#### AVAILABLE DATA
# # # # # # #
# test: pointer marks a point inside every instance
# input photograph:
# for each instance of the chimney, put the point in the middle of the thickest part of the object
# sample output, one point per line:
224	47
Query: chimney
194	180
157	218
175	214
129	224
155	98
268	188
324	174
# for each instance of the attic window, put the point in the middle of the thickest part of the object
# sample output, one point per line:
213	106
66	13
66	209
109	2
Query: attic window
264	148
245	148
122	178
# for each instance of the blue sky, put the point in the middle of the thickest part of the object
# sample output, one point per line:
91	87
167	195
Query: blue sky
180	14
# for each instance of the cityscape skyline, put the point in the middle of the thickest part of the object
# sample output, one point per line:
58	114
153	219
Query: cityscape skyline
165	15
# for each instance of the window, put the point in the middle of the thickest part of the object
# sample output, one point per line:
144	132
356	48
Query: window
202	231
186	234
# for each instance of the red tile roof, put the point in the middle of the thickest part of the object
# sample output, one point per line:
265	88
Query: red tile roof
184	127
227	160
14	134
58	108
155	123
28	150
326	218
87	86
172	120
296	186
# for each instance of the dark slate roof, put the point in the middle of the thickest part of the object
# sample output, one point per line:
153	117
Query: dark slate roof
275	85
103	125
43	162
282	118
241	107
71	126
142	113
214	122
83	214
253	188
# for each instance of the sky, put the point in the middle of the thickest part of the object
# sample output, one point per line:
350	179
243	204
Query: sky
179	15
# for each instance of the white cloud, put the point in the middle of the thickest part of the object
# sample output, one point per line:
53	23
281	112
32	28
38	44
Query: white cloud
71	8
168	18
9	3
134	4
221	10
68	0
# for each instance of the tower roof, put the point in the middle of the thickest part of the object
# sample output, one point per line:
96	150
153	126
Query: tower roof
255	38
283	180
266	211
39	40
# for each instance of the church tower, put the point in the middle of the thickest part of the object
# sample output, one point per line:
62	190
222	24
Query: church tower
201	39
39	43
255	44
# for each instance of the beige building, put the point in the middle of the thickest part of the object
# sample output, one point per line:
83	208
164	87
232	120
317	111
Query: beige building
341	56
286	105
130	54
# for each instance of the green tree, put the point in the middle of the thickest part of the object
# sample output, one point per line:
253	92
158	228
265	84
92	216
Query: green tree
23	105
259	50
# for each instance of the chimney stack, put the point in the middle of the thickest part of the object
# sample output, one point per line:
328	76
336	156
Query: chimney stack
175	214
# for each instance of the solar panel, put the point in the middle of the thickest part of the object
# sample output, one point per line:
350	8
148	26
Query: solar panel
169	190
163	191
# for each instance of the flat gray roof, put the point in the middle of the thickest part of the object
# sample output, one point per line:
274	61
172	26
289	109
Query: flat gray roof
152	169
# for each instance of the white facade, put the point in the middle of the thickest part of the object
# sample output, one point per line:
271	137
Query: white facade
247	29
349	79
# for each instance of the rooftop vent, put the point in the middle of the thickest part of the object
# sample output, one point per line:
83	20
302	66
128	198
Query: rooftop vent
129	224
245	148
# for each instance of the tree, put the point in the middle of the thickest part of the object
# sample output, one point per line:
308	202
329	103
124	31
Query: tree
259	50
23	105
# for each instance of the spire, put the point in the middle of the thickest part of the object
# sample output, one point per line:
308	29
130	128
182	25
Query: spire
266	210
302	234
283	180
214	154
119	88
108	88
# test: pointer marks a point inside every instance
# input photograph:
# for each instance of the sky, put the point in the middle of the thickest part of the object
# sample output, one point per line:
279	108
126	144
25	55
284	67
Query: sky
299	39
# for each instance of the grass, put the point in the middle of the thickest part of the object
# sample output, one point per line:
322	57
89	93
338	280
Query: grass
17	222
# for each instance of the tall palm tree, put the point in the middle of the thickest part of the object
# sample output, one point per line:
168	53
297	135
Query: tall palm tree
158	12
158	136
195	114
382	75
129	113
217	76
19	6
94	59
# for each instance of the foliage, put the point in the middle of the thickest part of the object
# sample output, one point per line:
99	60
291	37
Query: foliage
# # # # # # #
Set down every line of the listing again, exactly.

#### REPLY TO THE TASK
# test: pointer marks a point inside every instance
# input photograph:
# for each instance of the chimney, put the point in the middle of the thickest part of the object
# sample output, one point per line:
224	47
Query: chimney
194	180
157	218
175	214
129	224
155	98
268	188
324	174
# for each instance of the attic window, put the point in the middle of the thickest part of the object
# sample output, one point per line:
213	106
66	13
66	209
109	2
Query: attic window
264	148
245	148
122	178
# for each instance of the blue sky, put the point in the middle of the thickest part of the object
# sample output, one point per line:
91	87
167	195
Query: blue sky
180	14
# for each instance of the cityscape skyline, put the point in the middle of the thickest part of the object
# sample output, one point per line:
58	114
153	219
Query: cityscape skyline
165	15
# for each instance of the window, put the point in the middle of the thickest part of the object
# sample output, one point per line:
144	132
356	48
Query: window
202	231
186	234
# for each instance of the red tile roof, put the point in the middle of the thickest part of the object
# sample output, one point per line:
265	88
Query: red tile roof
184	127
227	160
14	134
58	108
155	123
28	150
326	218
87	86
172	120
296	186
# for each instance of the dark slate roof, put the point in the middle of the thickest part of the object
# sample output, one point per line:
153	117
Query: dark slate roof
275	85
103	125
43	162
282	118
241	107
71	126
142	113
214	122
83	214
253	188
# for each instance of the sky, put the point in the middle of the thickest part of the object
# sample output, one point per line:
350	179
243	204
Query: sky
179	15
# for each instance of the white cloud, put the point in the middle of the thickest part of the object
# sample output, one point per line:
53	23
281	112
32	28
38	44
Query: white cloud
71	8
168	18
9	3
134	4
221	10
68	0
# for each instance of the tower roof, put the point in the middle of the thickest part of the object
# sample output, one point per line:
96	150
153	126
Query: tower roof
255	38
283	180
266	211
39	40
# for each instance of the church tower, put the point in the middle of the thickest part of the object
# sample output, one point per line:
62	190
222	24
Query: church tower
201	39
39	43
255	44
# for each instance of the beige building, put the point in the middle of the thickest part of the object
# sample output, one point per line:
83	208
164	87
232	120
317	111
Query: beige building
341	56
286	105
130	54
# for each instance of the green tree, put the point in the middle of the thickest part of the object
# sample output, one point per line:
253	92
158	228
265	84
92	216
Query: green tree
23	105
259	50
# for each instance of the chimney stack, put the point in the middle of the thickest part of the object
# sample output, one point per line:
328	76
336	156
Query: chimney stack
175	214
# for each instance of the solar panel, put the point in the middle of the thickest part of the object
# sample output, one point per line:
350	8
148	26
Query: solar panel
169	190
163	191
# for each instance of the flat gray roof, put the point in the middle of the thickest part of the object
# sample output, one point per line:
274	61
172	26
289	109
Query: flat gray roof
152	169
# for each instance of the white facade, put the point in the middle of the thickest part of the object
# sample output, one point per line:
271	137
Query: white facade
247	29
349	79
# for each instance of the rooftop vent, put the point in the middle of the thickest part of the object
# sample output, one point per line:
83	20
302	66
128	198
Query: rooftop vent
129	224
245	148
# for each instance of the tree, put the point in the middle of the thickest part of the object
# sample output, one point per line:
308	202
329	103
124	31
Query: tree
259	50
23	105
# for each instance of the spire, put the point in the middle of the thickest part of the object
# sample output, one point per line:
308	29
130	128
182	25
Query: spire
266	210
302	234
283	180
214	154
119	88
108	88
# test: pointer marks a point inside every instance
# input photograph:
# for each instance of the sky, put the point in the middle of the thickest part of the object
# sample output, one point per line:
279	108
126	144
25	55
284	67
Query: sky
299	39
# for each instance of the grass, put the point in the middle of the thickest part of the object
# sample output, one point per line:
322	57
89	93
338	280
Query: grass
17	222
# for each instance of the tall palm tree, put the point in the middle of the thickest part of the object
# sample output, one point per line:
168	53
297	135
Query: tall palm tree
158	12
158	136
195	114
382	75
129	113
217	76
19	6
94	59
# for each instance of the foliage, put the point in the middle of the thickest part of the object
# sample output, one point per line:
99	60
291	37
Query: foliage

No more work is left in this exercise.